* [Brief]: Retype the lines below without any change, starting at the line containing "pink plastic shoe" and ending at the line containing "[0,1,267,444]", with both of those lines included.

* [Given data]:
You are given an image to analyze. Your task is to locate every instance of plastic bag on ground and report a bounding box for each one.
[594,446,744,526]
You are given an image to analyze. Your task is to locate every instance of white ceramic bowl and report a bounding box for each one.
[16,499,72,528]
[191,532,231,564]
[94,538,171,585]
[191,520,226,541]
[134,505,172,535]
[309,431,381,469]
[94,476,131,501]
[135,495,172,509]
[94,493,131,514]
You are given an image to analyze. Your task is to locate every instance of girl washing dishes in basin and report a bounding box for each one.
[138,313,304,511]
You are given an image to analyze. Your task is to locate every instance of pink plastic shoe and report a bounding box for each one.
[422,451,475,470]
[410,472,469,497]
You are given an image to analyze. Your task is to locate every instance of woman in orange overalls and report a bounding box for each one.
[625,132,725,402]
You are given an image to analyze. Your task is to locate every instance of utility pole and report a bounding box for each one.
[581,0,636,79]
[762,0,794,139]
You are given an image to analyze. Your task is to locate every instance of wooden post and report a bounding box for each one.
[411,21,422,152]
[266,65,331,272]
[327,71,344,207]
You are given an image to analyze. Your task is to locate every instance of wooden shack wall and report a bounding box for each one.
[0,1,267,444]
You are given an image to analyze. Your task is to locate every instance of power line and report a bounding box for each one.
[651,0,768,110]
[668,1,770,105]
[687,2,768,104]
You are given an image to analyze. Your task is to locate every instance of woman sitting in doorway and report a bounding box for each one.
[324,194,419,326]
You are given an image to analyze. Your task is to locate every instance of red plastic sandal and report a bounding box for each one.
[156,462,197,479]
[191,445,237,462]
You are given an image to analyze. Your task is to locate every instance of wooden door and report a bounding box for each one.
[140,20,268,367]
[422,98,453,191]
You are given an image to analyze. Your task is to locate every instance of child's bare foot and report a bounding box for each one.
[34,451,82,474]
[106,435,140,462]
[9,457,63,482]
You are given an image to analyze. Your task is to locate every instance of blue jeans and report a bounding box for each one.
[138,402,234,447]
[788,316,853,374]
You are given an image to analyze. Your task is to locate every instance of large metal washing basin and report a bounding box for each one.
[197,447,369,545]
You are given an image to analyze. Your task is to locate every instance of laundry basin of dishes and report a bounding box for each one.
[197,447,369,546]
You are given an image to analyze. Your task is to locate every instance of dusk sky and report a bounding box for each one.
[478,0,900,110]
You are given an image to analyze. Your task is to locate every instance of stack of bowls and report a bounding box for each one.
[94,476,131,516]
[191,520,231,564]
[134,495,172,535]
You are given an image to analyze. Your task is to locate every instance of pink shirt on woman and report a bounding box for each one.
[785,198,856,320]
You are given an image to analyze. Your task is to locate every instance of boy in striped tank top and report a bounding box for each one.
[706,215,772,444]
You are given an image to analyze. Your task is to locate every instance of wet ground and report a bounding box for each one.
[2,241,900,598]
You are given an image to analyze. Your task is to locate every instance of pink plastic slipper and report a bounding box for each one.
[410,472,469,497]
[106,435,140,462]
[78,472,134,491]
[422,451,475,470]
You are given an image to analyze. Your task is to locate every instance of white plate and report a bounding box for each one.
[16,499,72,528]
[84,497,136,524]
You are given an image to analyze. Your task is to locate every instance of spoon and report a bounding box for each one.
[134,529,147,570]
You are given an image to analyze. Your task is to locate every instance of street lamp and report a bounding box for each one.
* * *
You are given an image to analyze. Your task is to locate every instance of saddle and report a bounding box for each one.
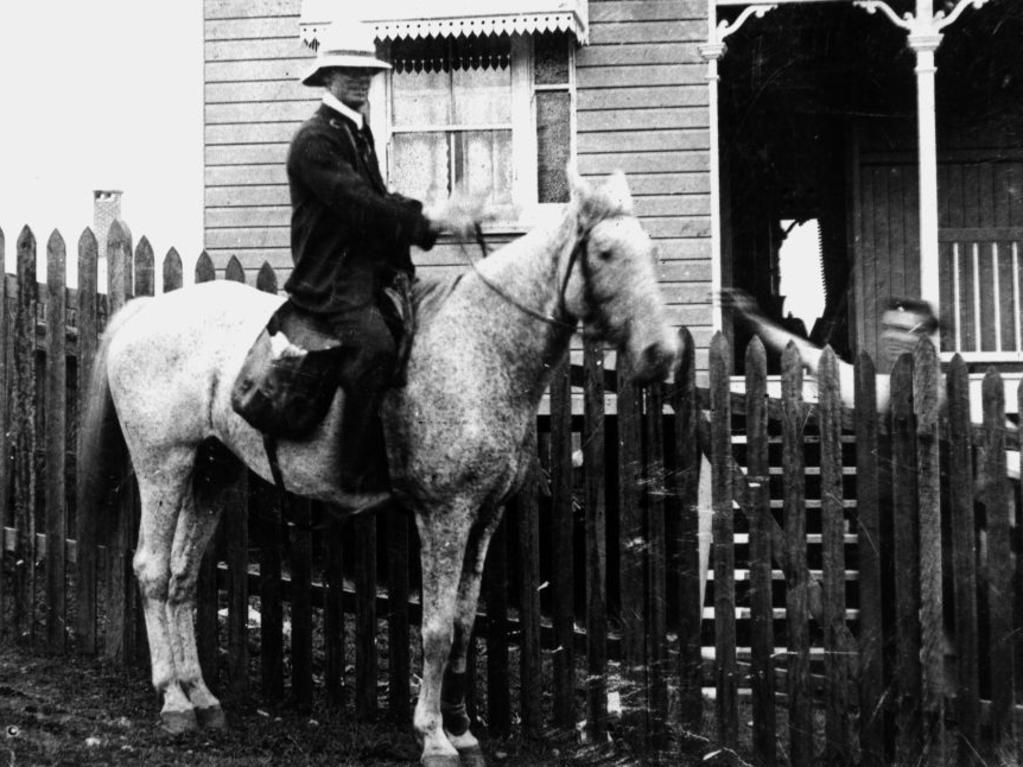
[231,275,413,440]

* [The solution]:
You are given an image to analyze. Your task is to locate every instance of pink plastic shoe and report a bounding box for each one.
[422,451,475,470]
[410,472,469,497]
You are given an image to analyze. Your task is to locate every instance of woman in orange overalls and report a bounding box for each one.
[625,132,725,402]
You are given an image to analyze. Your task is to locate every instance of utility pole and report a bounding box for each one.
[581,0,636,79]
[762,0,794,139]
You are given an image to analyze. Your task is to locate every instance of wooden post and report a bounding box for each one.
[411,21,422,152]
[266,65,331,272]
[327,71,344,207]
You are given an image to analyze. Your task is to locate every instance of wooden shack wall and report a bounding box for each one.
[0,1,267,444]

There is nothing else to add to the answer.